(Entries from a pointing dataset)
*****
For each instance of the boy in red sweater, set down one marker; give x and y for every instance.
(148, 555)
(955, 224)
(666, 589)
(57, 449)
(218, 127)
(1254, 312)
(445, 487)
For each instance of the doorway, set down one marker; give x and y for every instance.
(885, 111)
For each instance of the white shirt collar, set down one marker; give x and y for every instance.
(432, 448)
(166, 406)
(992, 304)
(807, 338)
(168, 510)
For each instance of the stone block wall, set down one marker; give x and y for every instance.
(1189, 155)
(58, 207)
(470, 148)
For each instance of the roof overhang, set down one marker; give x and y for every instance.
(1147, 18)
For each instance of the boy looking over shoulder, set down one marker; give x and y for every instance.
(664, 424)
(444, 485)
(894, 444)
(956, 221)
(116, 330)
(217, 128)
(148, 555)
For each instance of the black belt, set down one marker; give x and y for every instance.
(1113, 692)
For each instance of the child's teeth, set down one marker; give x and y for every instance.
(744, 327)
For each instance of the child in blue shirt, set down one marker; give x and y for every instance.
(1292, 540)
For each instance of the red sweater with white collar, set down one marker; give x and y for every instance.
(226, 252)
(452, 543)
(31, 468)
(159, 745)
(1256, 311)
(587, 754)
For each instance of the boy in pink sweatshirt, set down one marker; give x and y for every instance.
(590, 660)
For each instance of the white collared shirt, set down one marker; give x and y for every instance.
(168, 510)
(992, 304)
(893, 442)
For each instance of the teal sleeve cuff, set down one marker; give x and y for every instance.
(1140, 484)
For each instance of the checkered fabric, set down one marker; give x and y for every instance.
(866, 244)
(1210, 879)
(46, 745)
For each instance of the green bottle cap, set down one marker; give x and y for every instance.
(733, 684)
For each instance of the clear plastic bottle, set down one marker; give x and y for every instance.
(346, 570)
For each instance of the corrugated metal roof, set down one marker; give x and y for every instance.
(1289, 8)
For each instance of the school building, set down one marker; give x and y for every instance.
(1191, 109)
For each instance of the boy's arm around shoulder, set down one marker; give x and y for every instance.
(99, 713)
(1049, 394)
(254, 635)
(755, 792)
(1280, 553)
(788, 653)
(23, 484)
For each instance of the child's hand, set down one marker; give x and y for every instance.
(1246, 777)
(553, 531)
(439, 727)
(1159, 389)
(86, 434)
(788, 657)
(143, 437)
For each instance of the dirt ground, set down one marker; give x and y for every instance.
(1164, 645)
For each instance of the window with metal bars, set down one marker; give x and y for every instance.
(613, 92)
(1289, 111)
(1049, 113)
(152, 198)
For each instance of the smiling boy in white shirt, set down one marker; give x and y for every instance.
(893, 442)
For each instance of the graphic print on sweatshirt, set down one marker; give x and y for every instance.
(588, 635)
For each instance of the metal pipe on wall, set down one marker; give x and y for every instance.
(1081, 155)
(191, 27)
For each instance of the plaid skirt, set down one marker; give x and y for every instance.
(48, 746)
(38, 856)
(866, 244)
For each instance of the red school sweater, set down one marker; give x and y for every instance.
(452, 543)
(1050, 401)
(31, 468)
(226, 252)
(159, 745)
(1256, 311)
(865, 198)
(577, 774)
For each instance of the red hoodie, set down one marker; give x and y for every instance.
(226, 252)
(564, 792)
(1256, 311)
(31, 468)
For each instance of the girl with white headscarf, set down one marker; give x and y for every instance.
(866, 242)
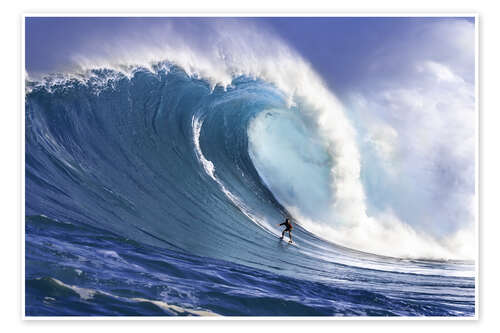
*****
* **Description of the task**:
Reproduce the entire listing above with every "set down one marker" changed to "place a single point" and nothing else altered. Omit the pictures.

* **Exercise solution**:
For each instance of the boy in red sweater, place a single point; give x and y for every instance.
(148, 555)
(955, 224)
(666, 589)
(57, 449)
(218, 127)
(1254, 312)
(445, 487)
For each instance of the doorway, place a single point; give x and y for every instance.
(885, 111)
For each instance of the white shirt collar, place a single point; give x and y for every instance.
(432, 448)
(166, 406)
(992, 304)
(807, 338)
(168, 510)
For each instance of the stone block wall, place a single point; give x and y for every instance.
(1189, 155)
(58, 207)
(470, 148)
For each instance of the roof overhang, place a single point; give x and y for every instance.
(1147, 18)
For each instance of the boy looking over shoulder, place a single point; give x and y for every instance.
(664, 424)
(444, 485)
(894, 444)
(956, 221)
(116, 330)
(217, 128)
(148, 555)
For each instance of the black belt, place a single point; give x and y for every instance.
(1113, 692)
For each instance of the child's teeth, place a single point; give x and y for every instance.
(744, 327)
For each instance of the child in blue shirt, place a single point; give x and y for every instance.
(1292, 540)
For each instance of the red sweater with white collar, place a single point; give x and y for every instance.
(226, 252)
(452, 543)
(31, 468)
(159, 745)
(1256, 311)
(587, 754)
For each instance of the boy in pink sweatshirt, place a single point; give x and y for every instance.
(590, 660)
For each instance of the white collared shirt, place a single point; give x and y for every instance.
(168, 510)
(992, 304)
(893, 442)
For each instance of the teal sleeve cuff, place a single point; give x and y for every instance.
(1140, 484)
For each instance of the checkered fabric, place a single point; give x and y for every instance.
(866, 244)
(1210, 879)
(46, 745)
For each instance of the green bottle cap, place a single point; give x and y for every instance.
(733, 684)
For each instance of the clear plastic bottle, place a single point; give x and y for every instance.
(346, 570)
For each instance of the corrugated metal roof, place a single point; give x and y for every instance.
(1289, 8)
For each instance of the school building, place a single point; give x and y for every instance.
(1191, 109)
For each instance of the boy's arm around shoulder, place a single point; give x and y for every instance.
(99, 713)
(1049, 394)
(254, 635)
(755, 792)
(1280, 553)
(788, 653)
(23, 484)
For each instance of the child's hand, place a single point; give x and y for every instance.
(1246, 777)
(553, 531)
(439, 727)
(1159, 389)
(86, 434)
(788, 657)
(143, 437)
For each instance of the dirt ground, place a single point; give x and y for every instance.
(1164, 645)
For each instance of the window with metal bars, place a single point; give x and y for every instance.
(613, 92)
(1289, 111)
(1049, 113)
(152, 198)
For each instance of the smiling boy in white shirt, place a single point; give x and y for every instance.
(893, 442)
For each instance of the graphic print on sweatshirt, place a single point; give x and y for every instance.
(588, 635)
For each instance of the metal pipe on wall, place a single point; give x and y for every instance.
(1081, 155)
(191, 27)
For each instance of the plaid skirt, place a single point; give x and y for every instance.
(48, 746)
(38, 856)
(866, 244)
For each instance of the red school sweater, place a single point; give x and y for every instance.
(452, 543)
(1050, 401)
(31, 468)
(226, 252)
(159, 745)
(1256, 311)
(865, 198)
(577, 774)
For each instance of the red hoodie, place a single point; give x and y for every instance.
(226, 252)
(564, 792)
(1256, 311)
(31, 468)
For each instance of the girl with white headscarf, place a single point; give x and y for every instance.
(866, 242)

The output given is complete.